Dataset excerpts:
**********
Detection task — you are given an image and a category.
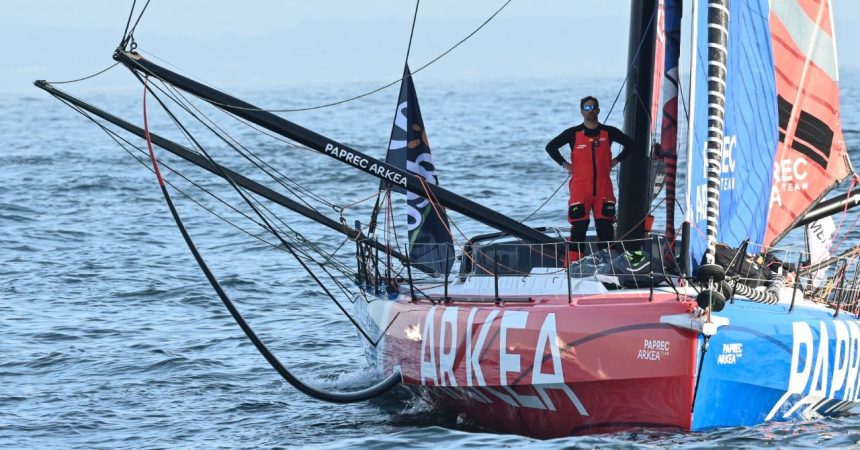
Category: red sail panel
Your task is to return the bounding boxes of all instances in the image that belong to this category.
[765,0,851,245]
[660,0,681,246]
[650,0,666,135]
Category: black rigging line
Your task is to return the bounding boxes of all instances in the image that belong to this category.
[126,0,152,39]
[57,96,286,249]
[138,0,514,113]
[140,76,401,402]
[603,4,659,122]
[370,0,422,237]
[120,0,152,50]
[119,0,137,48]
[55,88,366,297]
[403,0,420,67]
[44,63,120,85]
[135,71,384,346]
[155,80,337,211]
[146,78,360,285]
[514,4,658,227]
[264,0,514,112]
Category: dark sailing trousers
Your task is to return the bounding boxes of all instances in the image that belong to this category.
[568,218,614,259]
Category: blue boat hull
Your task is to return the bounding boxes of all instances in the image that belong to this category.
[692,301,860,430]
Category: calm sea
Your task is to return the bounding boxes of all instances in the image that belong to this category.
[2,71,860,448]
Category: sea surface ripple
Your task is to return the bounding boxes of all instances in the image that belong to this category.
[2,73,860,448]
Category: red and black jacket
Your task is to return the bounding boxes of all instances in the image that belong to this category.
[545,124,633,201]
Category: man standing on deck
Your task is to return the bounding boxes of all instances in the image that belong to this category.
[545,96,633,263]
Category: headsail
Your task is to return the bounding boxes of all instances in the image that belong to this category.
[385,65,455,274]
[765,0,852,245]
[687,0,779,265]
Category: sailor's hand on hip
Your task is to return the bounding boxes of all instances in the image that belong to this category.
[563,161,571,172]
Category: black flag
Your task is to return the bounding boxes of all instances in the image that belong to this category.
[385,65,455,275]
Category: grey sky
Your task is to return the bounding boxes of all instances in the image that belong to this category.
[2,0,858,93]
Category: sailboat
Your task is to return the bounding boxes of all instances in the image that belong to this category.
[35,0,860,439]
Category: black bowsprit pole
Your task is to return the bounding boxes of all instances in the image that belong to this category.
[113,50,560,246]
[33,80,440,274]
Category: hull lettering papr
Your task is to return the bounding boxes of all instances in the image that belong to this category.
[767,320,860,420]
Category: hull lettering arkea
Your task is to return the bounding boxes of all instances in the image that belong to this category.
[418,307,588,415]
[324,143,407,187]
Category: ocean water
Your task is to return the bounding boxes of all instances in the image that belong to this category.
[2,70,860,449]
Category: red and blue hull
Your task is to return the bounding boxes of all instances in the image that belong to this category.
[356,290,860,437]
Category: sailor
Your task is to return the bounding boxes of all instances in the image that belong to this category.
[545,96,633,262]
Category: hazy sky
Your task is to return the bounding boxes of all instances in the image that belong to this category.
[2,0,859,93]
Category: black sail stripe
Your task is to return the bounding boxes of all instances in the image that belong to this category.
[791,139,829,169]
[794,109,834,158]
[776,95,834,170]
[777,95,791,130]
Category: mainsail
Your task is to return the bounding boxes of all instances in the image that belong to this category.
[687,0,779,266]
[384,65,455,274]
[765,0,852,245]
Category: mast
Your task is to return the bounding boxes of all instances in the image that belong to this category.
[688,0,730,312]
[114,51,559,246]
[618,0,659,242]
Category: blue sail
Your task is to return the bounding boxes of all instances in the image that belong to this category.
[687,0,779,266]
**********
◆ **ACTIVITY**: Tell how many lines above contain the word "sailor". Give the number alone.

◆ **EXPECTED ANSWER**: 2